:: Dataset ::

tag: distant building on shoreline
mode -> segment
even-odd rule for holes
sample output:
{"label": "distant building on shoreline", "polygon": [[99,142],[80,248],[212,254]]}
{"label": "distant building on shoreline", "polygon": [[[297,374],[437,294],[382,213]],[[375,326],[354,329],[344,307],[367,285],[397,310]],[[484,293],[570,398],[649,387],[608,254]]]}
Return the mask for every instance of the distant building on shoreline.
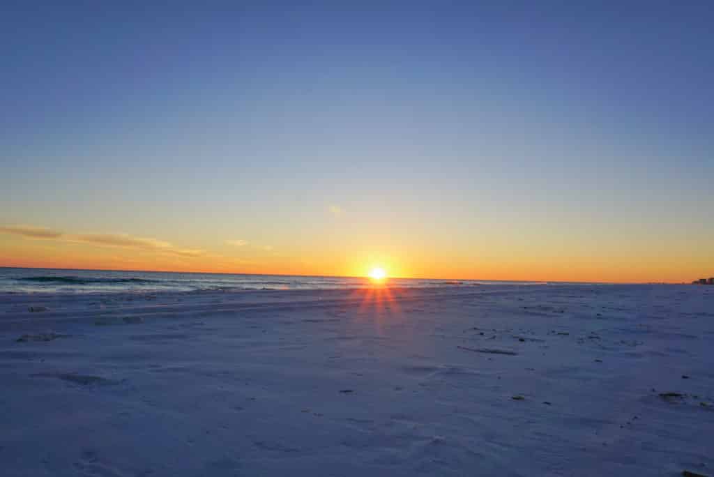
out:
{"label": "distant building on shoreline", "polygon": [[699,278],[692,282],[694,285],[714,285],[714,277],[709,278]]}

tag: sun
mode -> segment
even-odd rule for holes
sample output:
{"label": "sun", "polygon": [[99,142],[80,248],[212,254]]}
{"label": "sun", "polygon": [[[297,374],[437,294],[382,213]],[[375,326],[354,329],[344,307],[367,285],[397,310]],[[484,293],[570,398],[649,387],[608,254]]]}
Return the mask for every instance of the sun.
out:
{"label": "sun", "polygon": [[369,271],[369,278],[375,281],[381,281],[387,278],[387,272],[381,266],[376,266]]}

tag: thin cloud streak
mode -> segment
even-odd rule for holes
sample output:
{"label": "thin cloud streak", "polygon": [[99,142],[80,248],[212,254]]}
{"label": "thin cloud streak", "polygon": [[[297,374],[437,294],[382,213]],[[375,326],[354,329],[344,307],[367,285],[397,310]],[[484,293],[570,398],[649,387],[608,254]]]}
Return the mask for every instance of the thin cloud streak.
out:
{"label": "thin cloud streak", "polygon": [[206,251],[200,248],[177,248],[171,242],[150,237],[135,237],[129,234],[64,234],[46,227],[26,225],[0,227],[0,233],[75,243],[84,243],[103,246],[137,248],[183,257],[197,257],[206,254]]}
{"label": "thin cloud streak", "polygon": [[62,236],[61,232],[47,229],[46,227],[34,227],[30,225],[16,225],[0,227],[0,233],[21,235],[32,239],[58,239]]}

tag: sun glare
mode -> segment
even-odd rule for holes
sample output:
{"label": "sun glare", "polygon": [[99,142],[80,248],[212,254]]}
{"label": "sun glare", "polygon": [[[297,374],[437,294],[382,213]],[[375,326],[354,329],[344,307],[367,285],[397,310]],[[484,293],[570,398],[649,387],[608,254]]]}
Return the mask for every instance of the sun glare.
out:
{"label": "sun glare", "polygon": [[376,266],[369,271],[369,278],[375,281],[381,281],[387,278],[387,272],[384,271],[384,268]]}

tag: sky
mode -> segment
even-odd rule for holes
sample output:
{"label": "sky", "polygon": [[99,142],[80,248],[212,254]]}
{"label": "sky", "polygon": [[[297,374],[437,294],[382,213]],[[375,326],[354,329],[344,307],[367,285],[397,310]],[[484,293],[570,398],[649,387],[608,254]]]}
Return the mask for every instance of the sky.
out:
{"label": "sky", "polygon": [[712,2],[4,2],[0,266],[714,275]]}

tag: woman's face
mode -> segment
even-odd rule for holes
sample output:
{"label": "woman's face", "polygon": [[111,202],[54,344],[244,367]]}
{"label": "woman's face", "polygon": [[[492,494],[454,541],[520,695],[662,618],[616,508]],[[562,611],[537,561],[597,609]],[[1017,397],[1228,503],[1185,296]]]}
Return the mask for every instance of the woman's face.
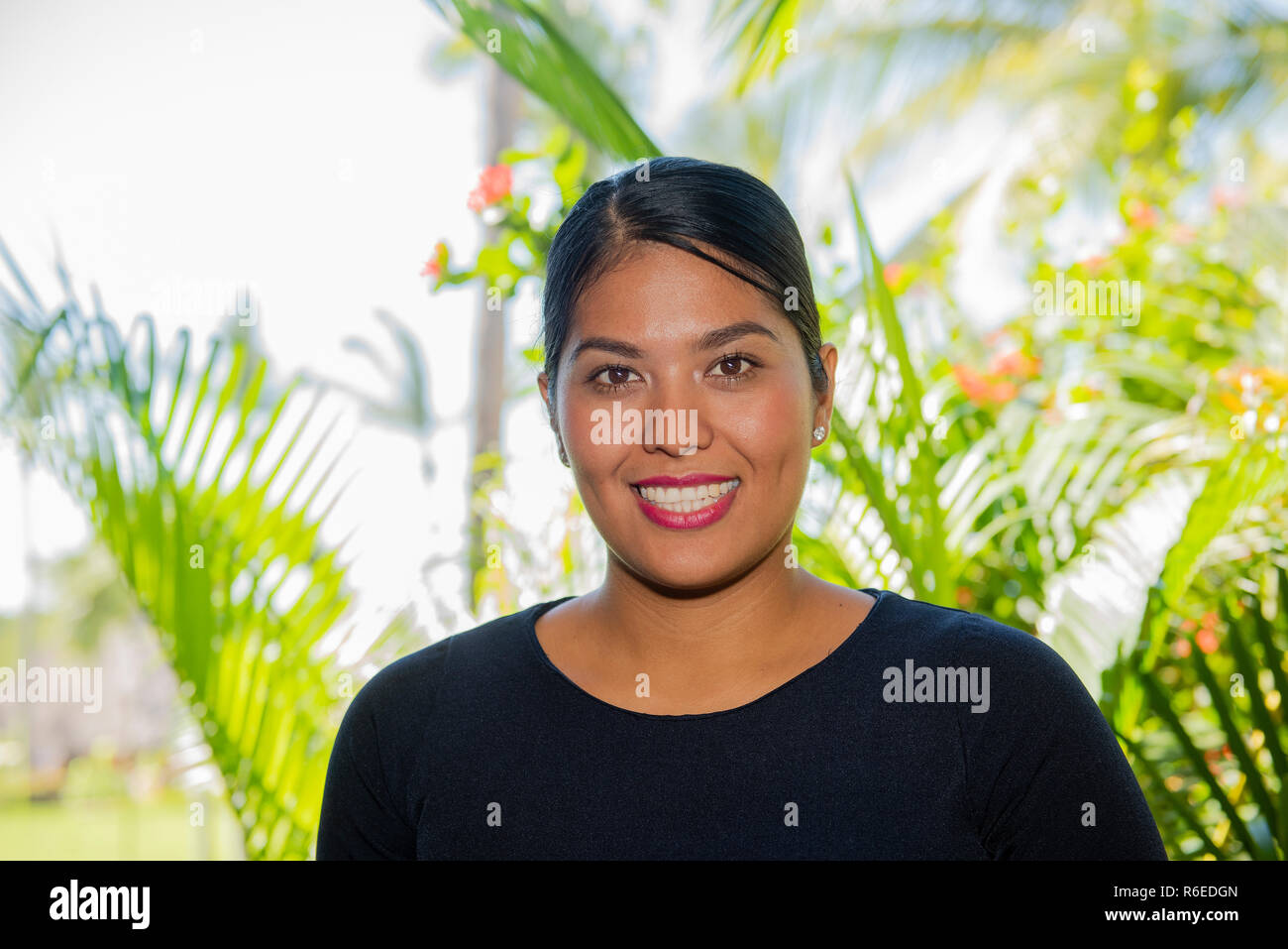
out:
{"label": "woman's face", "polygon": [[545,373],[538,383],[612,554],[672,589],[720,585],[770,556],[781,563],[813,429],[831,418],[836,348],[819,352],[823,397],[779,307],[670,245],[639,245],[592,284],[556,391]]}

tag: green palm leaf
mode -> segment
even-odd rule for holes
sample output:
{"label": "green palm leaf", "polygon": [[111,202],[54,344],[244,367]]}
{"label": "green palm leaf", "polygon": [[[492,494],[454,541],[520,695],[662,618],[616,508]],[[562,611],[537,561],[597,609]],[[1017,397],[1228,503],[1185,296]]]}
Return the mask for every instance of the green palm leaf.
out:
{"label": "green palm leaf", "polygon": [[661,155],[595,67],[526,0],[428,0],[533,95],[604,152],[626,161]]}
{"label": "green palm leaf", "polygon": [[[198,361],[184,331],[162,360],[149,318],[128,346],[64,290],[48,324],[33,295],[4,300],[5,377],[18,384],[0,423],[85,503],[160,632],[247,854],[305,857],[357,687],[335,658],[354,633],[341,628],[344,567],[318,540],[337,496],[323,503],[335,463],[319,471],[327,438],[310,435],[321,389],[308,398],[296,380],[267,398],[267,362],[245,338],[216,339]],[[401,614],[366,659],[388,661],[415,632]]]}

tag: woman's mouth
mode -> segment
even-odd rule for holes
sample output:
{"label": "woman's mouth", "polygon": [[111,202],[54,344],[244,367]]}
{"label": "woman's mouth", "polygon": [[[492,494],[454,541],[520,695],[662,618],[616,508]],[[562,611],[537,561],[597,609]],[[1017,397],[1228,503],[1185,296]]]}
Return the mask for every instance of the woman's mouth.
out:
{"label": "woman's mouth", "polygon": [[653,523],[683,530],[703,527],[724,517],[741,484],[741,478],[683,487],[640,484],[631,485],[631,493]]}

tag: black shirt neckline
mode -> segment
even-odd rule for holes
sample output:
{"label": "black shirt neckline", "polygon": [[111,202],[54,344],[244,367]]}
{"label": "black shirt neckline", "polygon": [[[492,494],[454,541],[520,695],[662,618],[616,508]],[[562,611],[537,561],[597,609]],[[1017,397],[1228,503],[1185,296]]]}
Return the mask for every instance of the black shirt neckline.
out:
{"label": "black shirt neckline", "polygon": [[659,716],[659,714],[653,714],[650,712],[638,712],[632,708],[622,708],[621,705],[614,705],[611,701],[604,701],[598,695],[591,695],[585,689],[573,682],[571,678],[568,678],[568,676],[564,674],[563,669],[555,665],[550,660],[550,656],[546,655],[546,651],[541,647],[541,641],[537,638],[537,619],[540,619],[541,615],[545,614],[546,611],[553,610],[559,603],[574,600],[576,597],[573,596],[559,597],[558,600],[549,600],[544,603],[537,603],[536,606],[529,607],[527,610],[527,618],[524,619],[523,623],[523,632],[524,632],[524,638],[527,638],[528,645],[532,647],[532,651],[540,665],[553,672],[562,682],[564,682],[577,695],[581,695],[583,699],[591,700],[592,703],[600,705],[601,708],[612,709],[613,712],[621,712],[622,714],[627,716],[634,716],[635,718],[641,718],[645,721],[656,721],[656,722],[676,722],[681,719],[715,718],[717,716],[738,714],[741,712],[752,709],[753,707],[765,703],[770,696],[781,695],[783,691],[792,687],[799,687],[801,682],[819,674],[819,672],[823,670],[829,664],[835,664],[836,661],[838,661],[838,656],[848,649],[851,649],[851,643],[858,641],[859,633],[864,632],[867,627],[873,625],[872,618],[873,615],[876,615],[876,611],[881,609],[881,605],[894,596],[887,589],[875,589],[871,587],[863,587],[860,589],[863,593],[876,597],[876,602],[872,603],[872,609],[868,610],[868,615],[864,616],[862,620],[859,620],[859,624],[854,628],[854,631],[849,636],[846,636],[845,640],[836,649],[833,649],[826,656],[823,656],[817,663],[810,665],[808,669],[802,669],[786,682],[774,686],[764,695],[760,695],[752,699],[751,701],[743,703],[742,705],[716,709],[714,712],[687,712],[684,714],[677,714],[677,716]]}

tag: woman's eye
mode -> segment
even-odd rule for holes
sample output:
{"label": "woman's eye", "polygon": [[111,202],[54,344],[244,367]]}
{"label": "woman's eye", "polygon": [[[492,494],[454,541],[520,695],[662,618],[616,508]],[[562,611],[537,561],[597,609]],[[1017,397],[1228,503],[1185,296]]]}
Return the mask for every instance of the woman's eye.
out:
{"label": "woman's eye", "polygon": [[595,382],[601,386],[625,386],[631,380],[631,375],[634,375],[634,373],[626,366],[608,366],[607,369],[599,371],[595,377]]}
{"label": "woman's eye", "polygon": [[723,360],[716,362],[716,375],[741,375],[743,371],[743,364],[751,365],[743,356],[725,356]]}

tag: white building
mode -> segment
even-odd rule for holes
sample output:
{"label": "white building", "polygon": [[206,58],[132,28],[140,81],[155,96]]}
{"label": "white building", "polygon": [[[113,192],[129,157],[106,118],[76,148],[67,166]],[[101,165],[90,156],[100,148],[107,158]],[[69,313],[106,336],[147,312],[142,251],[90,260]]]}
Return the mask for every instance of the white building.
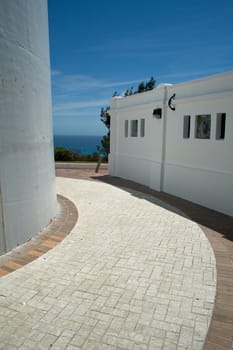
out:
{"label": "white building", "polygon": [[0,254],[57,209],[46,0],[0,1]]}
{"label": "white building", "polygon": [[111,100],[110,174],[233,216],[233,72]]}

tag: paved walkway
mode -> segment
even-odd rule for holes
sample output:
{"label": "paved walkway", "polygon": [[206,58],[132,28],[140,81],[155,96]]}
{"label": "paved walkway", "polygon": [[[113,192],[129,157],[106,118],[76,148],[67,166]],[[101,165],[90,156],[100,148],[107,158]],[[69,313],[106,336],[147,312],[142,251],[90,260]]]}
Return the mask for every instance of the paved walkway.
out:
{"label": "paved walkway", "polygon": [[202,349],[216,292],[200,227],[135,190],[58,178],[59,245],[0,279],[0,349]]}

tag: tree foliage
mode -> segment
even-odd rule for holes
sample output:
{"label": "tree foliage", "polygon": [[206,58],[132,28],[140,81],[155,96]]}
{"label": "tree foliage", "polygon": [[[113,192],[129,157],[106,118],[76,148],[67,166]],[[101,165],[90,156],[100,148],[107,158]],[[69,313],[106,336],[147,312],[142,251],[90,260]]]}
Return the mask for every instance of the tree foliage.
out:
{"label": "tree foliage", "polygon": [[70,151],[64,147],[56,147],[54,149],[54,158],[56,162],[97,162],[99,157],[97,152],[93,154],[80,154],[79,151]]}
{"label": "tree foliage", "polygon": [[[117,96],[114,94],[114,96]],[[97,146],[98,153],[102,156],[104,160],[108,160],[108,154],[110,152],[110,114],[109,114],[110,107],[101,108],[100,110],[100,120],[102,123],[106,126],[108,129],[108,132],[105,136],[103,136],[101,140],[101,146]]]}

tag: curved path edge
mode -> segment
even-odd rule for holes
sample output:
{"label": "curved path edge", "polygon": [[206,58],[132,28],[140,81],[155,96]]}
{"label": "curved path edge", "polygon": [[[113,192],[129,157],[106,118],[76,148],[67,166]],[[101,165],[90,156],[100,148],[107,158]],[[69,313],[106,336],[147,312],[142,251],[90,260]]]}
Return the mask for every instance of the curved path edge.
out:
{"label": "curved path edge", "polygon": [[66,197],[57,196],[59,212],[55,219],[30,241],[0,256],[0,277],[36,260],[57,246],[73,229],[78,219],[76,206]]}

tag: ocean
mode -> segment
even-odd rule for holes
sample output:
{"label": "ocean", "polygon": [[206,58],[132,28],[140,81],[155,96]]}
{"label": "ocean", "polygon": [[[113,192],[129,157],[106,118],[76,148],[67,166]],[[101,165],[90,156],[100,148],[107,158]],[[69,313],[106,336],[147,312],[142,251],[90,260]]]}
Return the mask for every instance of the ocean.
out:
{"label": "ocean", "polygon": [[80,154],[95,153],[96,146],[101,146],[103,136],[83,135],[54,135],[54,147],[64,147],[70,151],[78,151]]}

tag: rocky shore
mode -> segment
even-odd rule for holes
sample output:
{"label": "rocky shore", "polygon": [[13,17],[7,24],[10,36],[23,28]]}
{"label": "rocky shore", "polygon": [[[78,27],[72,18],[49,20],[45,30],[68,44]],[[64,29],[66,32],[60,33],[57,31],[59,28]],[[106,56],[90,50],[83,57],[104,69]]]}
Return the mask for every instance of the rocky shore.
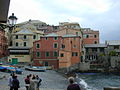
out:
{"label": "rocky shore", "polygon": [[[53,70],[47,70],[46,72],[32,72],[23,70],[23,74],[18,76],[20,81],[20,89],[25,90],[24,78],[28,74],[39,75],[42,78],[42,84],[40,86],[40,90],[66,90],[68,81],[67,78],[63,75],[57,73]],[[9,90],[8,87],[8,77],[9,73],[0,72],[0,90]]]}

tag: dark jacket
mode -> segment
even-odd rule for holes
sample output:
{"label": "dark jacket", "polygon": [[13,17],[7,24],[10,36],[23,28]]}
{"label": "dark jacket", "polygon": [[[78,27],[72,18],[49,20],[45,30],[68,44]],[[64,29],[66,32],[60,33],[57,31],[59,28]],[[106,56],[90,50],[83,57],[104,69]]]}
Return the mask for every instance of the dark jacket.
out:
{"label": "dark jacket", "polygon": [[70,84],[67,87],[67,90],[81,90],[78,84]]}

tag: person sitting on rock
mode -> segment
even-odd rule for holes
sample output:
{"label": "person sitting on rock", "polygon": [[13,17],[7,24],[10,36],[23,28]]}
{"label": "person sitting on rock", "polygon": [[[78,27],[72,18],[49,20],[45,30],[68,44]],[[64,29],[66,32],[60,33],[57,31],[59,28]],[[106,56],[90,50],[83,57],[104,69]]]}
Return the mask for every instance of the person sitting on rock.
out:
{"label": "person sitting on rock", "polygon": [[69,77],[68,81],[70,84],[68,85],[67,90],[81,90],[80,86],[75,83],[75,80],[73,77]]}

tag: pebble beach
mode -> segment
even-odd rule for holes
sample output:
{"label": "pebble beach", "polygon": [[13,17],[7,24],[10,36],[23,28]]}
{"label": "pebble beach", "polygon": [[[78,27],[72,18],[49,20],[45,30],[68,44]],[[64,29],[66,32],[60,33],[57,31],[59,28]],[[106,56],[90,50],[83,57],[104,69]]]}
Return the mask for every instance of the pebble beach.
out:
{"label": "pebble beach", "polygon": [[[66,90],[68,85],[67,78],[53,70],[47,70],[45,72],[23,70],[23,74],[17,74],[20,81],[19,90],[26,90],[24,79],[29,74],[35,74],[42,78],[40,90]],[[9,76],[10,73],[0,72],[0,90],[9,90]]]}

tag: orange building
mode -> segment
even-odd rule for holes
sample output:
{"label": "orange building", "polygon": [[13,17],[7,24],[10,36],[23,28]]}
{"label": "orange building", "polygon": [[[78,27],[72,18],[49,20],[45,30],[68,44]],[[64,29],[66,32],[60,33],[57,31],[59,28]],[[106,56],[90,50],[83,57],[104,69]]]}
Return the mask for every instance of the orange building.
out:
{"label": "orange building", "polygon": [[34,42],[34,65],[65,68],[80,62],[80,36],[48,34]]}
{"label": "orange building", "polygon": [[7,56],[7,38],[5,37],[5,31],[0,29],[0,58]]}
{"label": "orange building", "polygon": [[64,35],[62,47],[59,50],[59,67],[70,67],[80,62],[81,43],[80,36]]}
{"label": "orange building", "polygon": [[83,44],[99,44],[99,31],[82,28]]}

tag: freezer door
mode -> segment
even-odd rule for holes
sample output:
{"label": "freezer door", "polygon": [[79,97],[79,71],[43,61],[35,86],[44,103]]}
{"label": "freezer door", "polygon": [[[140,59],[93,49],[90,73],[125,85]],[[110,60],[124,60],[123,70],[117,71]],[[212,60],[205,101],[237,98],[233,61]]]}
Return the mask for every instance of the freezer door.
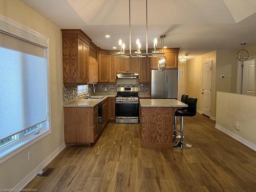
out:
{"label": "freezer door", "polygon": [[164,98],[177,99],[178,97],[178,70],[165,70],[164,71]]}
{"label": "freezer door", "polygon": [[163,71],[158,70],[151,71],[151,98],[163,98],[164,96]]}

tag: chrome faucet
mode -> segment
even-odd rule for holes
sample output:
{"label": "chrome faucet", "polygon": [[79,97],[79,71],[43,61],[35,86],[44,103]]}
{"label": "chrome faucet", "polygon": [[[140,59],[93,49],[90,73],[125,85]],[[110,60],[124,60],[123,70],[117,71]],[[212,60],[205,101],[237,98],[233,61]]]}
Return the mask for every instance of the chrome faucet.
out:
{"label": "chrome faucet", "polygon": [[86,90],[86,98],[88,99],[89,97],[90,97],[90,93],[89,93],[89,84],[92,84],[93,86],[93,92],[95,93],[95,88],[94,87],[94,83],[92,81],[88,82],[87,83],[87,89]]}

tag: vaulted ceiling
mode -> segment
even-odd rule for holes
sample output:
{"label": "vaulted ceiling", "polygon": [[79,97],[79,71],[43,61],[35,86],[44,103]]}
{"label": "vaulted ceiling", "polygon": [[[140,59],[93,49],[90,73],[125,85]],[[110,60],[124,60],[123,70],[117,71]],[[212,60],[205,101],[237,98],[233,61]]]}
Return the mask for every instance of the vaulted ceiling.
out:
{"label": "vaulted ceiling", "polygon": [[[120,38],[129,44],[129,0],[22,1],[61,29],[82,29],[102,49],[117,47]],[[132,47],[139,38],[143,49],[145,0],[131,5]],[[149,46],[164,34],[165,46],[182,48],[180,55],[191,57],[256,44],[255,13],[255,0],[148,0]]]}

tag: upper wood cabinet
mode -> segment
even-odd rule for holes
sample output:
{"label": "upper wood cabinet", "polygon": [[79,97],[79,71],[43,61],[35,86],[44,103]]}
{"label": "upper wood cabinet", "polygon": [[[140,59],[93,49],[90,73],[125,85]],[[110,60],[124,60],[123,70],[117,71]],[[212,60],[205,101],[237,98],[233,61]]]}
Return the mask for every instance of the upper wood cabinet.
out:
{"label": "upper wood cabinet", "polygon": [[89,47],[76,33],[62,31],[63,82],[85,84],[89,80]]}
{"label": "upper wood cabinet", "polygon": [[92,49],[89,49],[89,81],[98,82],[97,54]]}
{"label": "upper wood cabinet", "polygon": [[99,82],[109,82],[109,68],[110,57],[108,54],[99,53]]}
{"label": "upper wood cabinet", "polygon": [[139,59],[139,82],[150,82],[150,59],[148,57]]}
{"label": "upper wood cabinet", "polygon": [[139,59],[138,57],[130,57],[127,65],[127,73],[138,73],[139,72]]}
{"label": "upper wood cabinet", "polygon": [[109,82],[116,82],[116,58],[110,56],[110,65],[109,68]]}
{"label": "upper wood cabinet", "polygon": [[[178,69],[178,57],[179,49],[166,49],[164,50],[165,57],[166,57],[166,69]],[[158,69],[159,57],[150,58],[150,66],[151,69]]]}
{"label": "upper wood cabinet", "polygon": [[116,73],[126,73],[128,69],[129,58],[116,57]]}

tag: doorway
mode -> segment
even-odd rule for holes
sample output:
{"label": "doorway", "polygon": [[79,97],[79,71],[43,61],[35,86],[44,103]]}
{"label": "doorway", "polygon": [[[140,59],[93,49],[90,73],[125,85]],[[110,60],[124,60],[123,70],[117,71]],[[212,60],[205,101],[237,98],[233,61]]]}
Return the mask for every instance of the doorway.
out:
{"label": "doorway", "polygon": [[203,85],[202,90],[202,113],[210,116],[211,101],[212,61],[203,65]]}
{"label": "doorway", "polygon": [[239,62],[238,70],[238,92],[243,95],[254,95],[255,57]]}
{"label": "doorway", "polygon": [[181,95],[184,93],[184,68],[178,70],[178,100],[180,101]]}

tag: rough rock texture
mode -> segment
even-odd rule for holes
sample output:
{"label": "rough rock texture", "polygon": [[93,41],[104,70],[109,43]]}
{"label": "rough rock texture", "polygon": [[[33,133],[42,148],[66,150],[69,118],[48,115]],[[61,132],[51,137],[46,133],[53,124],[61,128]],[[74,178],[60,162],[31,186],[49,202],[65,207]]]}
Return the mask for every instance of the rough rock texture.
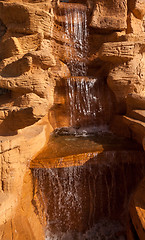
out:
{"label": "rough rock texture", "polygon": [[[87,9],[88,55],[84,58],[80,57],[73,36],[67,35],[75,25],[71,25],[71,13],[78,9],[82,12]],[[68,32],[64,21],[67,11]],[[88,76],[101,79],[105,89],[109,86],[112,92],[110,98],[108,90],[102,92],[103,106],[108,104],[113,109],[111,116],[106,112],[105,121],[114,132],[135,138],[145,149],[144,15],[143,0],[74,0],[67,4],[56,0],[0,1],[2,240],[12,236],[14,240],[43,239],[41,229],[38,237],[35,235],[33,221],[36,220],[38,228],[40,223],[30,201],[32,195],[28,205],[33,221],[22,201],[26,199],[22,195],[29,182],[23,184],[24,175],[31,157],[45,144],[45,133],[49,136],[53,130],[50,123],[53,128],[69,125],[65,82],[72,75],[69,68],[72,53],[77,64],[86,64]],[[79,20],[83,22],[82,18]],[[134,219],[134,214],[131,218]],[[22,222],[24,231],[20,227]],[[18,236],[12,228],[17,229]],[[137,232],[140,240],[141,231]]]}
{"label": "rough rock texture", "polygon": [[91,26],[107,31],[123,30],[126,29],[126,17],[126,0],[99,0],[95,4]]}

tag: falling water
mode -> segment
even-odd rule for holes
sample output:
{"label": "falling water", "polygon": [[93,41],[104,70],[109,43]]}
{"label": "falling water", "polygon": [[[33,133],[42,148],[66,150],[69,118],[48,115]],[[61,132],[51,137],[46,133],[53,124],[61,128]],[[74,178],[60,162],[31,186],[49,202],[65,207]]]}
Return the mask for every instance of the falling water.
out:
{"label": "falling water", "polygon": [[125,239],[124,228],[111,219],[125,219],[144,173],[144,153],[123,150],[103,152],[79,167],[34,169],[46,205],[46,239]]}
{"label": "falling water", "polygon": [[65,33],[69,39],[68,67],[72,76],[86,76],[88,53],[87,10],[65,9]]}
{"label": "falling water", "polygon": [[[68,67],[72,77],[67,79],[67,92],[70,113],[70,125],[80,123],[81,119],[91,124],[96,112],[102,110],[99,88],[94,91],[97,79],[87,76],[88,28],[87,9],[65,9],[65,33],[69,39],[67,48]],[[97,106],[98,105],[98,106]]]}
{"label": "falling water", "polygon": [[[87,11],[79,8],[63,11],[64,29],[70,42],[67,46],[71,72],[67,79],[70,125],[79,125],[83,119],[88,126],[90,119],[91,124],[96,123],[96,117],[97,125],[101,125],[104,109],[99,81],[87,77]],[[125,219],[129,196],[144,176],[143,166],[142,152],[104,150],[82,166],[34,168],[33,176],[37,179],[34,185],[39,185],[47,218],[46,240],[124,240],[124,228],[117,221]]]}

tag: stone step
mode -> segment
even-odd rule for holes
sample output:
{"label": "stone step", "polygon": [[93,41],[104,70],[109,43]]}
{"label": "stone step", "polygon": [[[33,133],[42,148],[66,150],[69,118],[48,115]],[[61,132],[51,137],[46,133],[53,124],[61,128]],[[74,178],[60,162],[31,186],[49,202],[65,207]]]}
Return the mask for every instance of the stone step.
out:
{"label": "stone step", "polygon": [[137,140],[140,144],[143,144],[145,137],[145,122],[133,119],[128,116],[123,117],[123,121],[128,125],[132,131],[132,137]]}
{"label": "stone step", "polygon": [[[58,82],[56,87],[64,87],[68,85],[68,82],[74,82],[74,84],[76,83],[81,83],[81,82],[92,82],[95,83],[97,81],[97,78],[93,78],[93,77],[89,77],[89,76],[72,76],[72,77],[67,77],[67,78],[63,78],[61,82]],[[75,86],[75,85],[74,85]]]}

:::

Problem requirements> Pick out every line in the entries above that contains the word "mouth", and copy each of those lines unchanged.

Reply to the exercise>
tag: woman's mouth
{"label": "woman's mouth", "polygon": [[111,202],[54,344],[244,367]]}
{"label": "woman's mouth", "polygon": [[[492,494],[454,541],[520,695],[662,618],[616,508]],[[562,611],[537,561],[597,609]],[[1017,397],[1228,503],[1185,296]]]}
Return the mask for every instance of the woman's mouth.
{"label": "woman's mouth", "polygon": [[653,523],[683,530],[703,527],[724,517],[741,484],[741,478],[683,487],[640,484],[631,485],[631,493]]}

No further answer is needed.